[Saved entries]
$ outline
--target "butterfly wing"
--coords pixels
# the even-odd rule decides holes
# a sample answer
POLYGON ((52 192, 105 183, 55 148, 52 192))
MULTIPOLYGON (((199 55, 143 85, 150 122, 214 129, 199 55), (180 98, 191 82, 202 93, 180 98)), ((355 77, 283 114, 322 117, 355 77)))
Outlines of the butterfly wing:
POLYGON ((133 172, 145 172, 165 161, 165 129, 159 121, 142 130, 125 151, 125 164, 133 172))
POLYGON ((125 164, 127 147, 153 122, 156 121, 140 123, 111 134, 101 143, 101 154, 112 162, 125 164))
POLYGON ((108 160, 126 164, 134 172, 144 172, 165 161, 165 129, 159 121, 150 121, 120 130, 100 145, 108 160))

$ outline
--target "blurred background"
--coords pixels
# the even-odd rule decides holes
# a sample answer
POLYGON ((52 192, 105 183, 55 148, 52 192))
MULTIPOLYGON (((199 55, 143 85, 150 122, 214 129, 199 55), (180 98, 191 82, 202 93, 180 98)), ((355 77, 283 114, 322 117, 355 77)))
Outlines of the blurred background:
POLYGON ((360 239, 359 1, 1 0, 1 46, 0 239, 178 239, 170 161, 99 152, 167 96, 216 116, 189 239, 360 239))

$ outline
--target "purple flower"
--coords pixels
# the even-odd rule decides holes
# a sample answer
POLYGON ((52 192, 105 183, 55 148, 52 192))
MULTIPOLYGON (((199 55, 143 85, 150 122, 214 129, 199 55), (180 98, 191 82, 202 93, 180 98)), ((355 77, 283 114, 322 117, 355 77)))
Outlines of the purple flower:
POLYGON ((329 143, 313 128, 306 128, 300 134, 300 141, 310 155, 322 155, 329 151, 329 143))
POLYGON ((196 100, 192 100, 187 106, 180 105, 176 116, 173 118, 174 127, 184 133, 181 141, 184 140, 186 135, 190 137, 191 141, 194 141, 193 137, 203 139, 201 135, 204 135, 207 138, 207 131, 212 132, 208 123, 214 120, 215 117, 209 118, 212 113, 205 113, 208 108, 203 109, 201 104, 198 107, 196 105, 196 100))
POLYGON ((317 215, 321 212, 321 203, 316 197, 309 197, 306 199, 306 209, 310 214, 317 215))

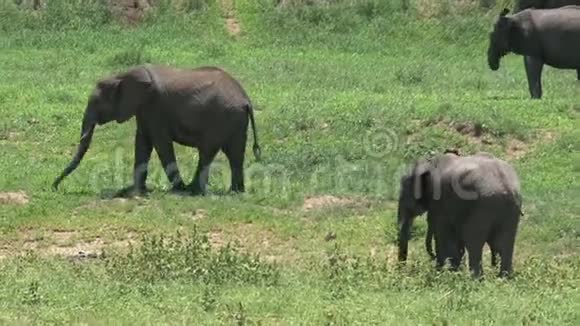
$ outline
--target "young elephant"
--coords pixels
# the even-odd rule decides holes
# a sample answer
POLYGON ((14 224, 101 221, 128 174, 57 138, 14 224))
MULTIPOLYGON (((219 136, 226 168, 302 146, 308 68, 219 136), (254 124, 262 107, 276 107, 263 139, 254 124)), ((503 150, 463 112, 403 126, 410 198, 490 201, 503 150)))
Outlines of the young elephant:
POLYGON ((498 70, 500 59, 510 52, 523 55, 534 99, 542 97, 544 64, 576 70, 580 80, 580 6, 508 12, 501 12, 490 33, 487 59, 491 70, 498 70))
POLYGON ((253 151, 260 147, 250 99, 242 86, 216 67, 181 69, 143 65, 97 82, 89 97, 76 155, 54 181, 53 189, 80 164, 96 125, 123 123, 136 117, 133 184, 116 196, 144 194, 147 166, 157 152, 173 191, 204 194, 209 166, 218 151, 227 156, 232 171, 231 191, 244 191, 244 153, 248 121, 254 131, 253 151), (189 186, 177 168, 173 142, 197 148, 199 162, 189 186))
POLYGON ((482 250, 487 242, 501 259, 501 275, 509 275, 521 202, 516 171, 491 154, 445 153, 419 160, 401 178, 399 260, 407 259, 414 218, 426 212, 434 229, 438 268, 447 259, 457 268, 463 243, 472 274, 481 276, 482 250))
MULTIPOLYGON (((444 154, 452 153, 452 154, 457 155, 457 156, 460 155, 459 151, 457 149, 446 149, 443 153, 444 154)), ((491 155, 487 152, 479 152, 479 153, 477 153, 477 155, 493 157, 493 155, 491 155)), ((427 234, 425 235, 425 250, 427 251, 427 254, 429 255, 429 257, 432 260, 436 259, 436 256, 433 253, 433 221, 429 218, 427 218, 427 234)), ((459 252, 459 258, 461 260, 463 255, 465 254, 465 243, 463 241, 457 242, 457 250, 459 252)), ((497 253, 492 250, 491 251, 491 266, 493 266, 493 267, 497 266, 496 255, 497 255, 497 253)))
---
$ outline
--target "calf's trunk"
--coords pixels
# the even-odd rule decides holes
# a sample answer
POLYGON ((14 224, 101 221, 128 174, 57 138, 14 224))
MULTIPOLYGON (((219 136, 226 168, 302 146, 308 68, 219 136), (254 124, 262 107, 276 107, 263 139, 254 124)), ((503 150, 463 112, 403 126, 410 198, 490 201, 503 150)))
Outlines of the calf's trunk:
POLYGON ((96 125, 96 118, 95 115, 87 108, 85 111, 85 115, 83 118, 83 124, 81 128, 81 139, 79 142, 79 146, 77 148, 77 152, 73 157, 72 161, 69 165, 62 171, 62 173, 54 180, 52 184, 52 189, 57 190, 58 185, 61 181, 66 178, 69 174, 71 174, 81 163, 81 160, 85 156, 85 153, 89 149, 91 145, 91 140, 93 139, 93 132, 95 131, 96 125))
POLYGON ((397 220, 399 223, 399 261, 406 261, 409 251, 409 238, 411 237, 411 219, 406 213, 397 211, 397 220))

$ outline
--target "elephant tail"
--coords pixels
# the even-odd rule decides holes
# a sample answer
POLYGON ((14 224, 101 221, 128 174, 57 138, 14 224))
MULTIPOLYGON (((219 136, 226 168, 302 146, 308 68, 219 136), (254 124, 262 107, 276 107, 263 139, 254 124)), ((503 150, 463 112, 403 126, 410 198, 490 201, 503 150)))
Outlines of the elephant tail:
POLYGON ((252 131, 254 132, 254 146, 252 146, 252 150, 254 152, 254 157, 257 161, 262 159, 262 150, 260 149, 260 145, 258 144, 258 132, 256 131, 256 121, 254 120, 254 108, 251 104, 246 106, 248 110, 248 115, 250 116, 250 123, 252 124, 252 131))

> [EXERCISE REQUIREMENTS]:
Tally the lines of the records that hold the word "target" and output only the total.

> [EXERCISE RESULT]:
6